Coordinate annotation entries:
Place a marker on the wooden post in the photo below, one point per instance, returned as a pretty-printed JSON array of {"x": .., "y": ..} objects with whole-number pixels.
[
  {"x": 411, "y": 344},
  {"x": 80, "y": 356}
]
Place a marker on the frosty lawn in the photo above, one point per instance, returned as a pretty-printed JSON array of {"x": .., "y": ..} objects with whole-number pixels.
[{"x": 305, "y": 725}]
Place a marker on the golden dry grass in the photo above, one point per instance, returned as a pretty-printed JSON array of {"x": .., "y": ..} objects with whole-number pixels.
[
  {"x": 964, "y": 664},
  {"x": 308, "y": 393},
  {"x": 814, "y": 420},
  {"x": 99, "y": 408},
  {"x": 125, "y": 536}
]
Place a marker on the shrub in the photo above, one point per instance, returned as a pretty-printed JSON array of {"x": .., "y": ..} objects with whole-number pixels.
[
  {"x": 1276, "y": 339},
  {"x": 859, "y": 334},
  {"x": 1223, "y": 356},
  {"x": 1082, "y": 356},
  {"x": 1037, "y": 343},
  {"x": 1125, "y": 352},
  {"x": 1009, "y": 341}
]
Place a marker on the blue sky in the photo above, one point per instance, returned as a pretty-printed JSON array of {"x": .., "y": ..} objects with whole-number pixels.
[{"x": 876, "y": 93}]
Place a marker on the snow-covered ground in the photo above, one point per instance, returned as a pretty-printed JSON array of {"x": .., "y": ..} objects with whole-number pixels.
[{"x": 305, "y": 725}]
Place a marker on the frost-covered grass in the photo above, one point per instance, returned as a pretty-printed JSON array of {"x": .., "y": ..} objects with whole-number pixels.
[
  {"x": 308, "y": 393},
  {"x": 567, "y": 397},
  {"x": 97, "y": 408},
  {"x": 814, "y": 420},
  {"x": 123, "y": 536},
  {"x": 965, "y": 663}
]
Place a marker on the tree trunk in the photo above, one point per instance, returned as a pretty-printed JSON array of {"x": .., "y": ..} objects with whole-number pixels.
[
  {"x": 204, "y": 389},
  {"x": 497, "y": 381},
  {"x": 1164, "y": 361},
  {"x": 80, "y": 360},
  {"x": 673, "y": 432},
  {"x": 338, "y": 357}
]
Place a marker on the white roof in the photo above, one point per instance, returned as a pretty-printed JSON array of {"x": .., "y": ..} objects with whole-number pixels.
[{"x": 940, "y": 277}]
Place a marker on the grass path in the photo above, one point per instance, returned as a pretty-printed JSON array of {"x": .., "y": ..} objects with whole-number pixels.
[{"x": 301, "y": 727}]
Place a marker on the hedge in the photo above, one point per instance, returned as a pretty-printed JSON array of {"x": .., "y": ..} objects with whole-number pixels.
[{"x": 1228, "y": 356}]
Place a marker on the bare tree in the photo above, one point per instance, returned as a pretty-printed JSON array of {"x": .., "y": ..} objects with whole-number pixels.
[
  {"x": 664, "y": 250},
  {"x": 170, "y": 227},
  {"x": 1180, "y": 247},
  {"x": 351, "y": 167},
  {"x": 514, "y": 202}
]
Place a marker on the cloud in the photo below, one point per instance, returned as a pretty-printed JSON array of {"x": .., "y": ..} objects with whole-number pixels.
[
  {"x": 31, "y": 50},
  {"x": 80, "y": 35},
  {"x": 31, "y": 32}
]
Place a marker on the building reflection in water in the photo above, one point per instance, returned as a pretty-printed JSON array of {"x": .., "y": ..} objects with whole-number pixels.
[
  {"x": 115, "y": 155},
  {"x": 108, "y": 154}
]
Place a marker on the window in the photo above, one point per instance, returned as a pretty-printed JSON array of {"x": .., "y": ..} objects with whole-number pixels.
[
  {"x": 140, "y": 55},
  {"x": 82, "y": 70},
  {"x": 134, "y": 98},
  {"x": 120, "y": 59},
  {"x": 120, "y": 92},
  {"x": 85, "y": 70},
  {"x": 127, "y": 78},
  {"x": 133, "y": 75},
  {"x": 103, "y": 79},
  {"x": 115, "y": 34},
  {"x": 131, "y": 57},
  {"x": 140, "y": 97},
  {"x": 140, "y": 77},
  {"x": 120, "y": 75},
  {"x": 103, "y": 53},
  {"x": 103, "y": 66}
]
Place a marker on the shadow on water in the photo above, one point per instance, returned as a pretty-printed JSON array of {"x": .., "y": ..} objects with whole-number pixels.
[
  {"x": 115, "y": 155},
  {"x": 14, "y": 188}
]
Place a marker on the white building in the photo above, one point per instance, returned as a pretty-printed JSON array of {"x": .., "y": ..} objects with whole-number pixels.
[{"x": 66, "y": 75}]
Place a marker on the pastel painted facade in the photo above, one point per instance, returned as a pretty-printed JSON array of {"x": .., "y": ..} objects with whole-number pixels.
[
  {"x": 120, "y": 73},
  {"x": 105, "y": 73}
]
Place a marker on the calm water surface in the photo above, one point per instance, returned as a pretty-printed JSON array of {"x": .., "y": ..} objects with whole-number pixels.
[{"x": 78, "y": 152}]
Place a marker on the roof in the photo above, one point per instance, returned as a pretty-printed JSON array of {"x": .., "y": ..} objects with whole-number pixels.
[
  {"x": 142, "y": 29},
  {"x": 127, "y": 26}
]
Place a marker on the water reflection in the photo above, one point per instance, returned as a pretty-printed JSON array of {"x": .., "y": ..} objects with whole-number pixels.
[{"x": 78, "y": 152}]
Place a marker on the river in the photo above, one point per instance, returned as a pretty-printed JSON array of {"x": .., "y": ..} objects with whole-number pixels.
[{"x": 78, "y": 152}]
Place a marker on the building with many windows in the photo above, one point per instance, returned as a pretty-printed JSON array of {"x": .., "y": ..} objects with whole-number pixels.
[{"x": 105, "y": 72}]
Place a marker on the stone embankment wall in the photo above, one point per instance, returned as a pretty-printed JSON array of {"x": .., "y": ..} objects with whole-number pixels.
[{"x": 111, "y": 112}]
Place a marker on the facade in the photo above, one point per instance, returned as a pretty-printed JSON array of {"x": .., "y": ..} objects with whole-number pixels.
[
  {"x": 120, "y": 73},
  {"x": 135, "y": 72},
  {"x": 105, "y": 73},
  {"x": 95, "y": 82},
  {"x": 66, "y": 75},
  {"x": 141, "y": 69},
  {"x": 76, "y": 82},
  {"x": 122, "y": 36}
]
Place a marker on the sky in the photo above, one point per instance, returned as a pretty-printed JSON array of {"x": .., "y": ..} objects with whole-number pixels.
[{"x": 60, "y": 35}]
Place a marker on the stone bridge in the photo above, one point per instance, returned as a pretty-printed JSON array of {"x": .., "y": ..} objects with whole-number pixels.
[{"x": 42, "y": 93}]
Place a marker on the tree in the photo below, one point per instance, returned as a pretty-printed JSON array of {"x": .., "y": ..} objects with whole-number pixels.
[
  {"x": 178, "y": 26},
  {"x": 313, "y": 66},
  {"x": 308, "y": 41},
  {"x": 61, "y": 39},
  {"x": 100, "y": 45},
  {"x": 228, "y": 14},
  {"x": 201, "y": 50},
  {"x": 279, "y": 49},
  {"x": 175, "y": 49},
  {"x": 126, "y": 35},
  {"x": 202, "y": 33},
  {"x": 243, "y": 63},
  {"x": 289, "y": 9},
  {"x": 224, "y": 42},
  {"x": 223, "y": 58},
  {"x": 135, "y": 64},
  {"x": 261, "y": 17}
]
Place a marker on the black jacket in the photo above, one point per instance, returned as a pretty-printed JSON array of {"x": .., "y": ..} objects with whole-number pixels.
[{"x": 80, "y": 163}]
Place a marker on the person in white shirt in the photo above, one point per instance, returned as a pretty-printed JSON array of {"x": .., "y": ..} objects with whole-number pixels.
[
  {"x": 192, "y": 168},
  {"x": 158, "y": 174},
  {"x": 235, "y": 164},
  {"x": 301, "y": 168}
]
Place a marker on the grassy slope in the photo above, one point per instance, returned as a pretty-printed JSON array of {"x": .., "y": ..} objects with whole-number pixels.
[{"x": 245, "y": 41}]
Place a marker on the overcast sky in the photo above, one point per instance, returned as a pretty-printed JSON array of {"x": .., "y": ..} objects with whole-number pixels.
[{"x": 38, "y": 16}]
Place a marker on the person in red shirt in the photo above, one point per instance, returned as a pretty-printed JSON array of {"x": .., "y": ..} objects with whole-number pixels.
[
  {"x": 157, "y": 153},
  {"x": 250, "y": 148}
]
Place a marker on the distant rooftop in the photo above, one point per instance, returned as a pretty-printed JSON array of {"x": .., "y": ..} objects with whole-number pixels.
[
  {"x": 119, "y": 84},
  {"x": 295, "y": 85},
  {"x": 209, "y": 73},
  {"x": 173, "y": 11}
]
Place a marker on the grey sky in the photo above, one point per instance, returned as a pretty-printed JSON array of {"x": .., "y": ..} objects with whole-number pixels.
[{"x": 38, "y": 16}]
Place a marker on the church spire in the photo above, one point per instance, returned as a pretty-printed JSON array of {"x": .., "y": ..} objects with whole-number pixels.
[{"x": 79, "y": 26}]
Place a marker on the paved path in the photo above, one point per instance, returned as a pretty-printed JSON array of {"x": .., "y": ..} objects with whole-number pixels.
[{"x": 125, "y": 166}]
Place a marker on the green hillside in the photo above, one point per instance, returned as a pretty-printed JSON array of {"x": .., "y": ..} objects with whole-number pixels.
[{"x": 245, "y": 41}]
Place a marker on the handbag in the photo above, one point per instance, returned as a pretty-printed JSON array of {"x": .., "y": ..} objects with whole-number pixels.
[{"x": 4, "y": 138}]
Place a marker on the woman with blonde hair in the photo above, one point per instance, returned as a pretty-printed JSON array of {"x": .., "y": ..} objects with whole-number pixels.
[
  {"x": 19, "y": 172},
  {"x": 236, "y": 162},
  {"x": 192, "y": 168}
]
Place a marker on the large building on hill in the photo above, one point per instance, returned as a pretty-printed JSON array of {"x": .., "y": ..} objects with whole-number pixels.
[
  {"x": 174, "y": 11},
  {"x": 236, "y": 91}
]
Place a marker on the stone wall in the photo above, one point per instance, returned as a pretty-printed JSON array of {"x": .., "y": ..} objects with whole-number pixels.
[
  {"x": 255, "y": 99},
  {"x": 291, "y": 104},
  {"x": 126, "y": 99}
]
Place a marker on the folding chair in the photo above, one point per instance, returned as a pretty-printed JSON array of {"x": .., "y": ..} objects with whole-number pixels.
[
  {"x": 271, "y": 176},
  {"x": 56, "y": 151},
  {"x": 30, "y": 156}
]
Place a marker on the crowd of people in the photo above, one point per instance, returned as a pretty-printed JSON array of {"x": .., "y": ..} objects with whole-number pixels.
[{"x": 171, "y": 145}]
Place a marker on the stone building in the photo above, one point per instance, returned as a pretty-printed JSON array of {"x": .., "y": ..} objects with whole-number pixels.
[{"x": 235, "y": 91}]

Goal: Could you quote, exactly as they appear, the line containing "Place a marker on the handbag" and every line after it to the end of the records above?

Output for this exercise:
Place a marker on the handbag in the photo above, one point per instance, returned as a pretty-printed JSON array of {"x": .., "y": ..} objects with whole-number pixels.
[{"x": 4, "y": 138}]
Place a marker on the woman with blonde hair in the photo above, one point per instance, returned as a pretty-printed JSON array of {"x": .., "y": ..} objects with whole-number pixels.
[
  {"x": 19, "y": 172},
  {"x": 236, "y": 162},
  {"x": 192, "y": 168}
]
Place a marker on the large building on hill in the photo above, one point per instance, returned as a pretty-printed JSON array of {"x": .., "y": ..} objects with whole-number pixels.
[
  {"x": 174, "y": 11},
  {"x": 236, "y": 91}
]
Place a marker on the stone wall in the photo above, one point per instance, returned as a pretty-printed JSON array of {"x": .., "y": ..} objects with whole-number pixels.
[
  {"x": 255, "y": 99},
  {"x": 291, "y": 104},
  {"x": 126, "y": 99}
]
Place a marker on the folding chair in the photo above, one point per instance, returned as a pretty-printed JSON array of {"x": .., "y": ..} objects with whole-number pixels.
[
  {"x": 271, "y": 176},
  {"x": 56, "y": 151},
  {"x": 30, "y": 156}
]
Place a marker on the crowd of people in the photo above, one point per instance, returned as a pretty-printed JSON array of {"x": .., "y": ..} objects with whole-number pixels.
[{"x": 171, "y": 145}]
Place a marker on the stone building in the photo above, one point per instance, returned as a pretty-printed JSON array of {"x": .., "y": ..} objects with whole-number pixels.
[{"x": 235, "y": 91}]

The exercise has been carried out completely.